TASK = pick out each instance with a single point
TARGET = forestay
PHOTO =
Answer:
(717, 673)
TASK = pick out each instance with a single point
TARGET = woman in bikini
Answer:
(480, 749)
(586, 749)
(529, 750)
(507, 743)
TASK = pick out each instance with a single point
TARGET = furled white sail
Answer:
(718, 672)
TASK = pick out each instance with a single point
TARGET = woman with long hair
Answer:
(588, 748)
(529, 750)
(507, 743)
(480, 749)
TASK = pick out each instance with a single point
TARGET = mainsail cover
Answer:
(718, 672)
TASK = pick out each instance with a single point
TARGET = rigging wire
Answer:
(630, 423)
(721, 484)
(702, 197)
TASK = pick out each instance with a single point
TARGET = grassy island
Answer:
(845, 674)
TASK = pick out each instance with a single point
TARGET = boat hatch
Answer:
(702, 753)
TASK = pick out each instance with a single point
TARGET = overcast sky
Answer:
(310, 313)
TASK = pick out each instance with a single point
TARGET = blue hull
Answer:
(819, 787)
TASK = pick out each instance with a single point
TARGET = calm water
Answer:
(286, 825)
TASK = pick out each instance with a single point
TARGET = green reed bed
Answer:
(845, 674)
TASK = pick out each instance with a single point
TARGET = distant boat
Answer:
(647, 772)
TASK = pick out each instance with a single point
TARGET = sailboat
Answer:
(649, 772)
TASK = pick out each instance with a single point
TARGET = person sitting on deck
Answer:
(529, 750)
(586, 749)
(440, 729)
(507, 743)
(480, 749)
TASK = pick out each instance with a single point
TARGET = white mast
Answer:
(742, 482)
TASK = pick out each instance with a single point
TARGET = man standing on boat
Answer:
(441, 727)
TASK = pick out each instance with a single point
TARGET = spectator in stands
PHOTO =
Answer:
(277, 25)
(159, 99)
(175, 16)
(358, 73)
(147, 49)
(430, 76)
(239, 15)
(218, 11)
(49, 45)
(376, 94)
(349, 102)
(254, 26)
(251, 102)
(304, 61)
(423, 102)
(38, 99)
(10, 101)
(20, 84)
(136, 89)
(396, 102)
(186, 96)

#### [Direction]
Please quote the data above in full, with no line missing.

#### [Result of the exercise]
TASK = pick out each instance with a single point
TARGET = forestay
PHOTO =
Answer:
(717, 673)
TASK = pick out each instance with a single point
TARGET = woman in bikini
Answer:
(480, 749)
(586, 749)
(529, 750)
(507, 743)
TASK = pick out each instance with a single point
TARGET = furled white sail
Answer:
(718, 672)
TASK = pick out each instance with a single point
TARGET = woman with long hair
Answer:
(588, 748)
(529, 750)
(507, 743)
(480, 749)
TASK = pick out each instance with a single point
TARGET = mainsail cover
Answer:
(718, 672)
TASK = pick out each instance with a single point
TARGET = rigging wire
Answer:
(630, 423)
(721, 484)
(702, 197)
TASK = pick out each instance with a single point
TARGET = grassy island
Answer:
(845, 674)
TASK = pick out each instance with a single point
TARGET = boat hatch
Answer:
(702, 753)
TASK = pick out each instance with a single point
TARGET = overcast sky
Answer:
(310, 313)
TASK = pick out each instance with a single point
TARGET = blue hull
Answer:
(819, 787)
TASK = pick out each instance with a single point
TARGET = calm water
Answer:
(286, 825)
TASK = pick out each instance with a single point
TARGET = green reed bed
Answer:
(845, 674)
TASK = pick out each instance with a single point
TARGET = distant boat
Answer:
(647, 772)
TASK = pick out each instance with a single point
TARGET = sailboat
Answer:
(649, 772)
TASK = pick out each instance with a single point
TARGET = person sitting on deck
Answer:
(529, 750)
(586, 749)
(440, 729)
(507, 743)
(480, 749)
TASK = pick out each instance with a single point
TARGET = white mast
Answer:
(742, 482)
TASK = pick out each instance with a single point
TARGET = man standing on boat
Answer:
(441, 727)
TASK = pick out each instance with a single point
TARGET = spectator in stands
PHOTO =
Answer:
(277, 25)
(159, 99)
(175, 16)
(358, 73)
(147, 49)
(430, 76)
(239, 15)
(218, 11)
(49, 45)
(376, 94)
(349, 102)
(254, 26)
(251, 102)
(304, 61)
(423, 102)
(38, 99)
(10, 101)
(20, 84)
(136, 89)
(396, 102)
(186, 96)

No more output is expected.